▶ Указание: Можете ли вы повторить строки ниже, изменив «barbecue grill» на «charcoal grill» и оставив всё остальное как есть? Изображения в ответ не включайте.

Записи изображений с названными областями:
/---

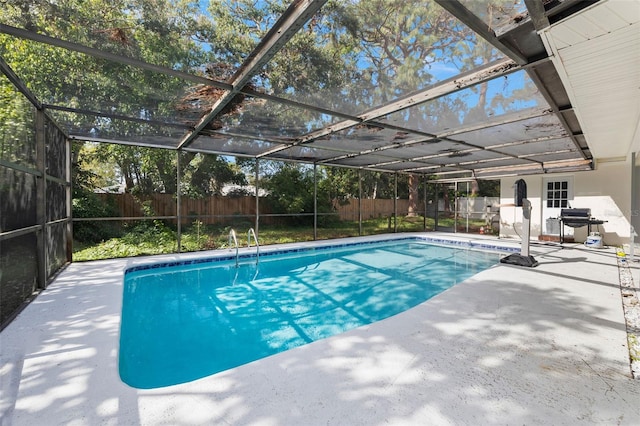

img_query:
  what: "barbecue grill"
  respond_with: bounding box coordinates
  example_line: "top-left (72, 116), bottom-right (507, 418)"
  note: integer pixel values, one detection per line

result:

\---

▶ Решение задачи:
img_query:
  what: "charcoal grill"
  respond_with: bounding box coordinates
  example_line: "top-left (72, 116), bottom-right (507, 418)"
  note: integer pixel values, one detection per line

result:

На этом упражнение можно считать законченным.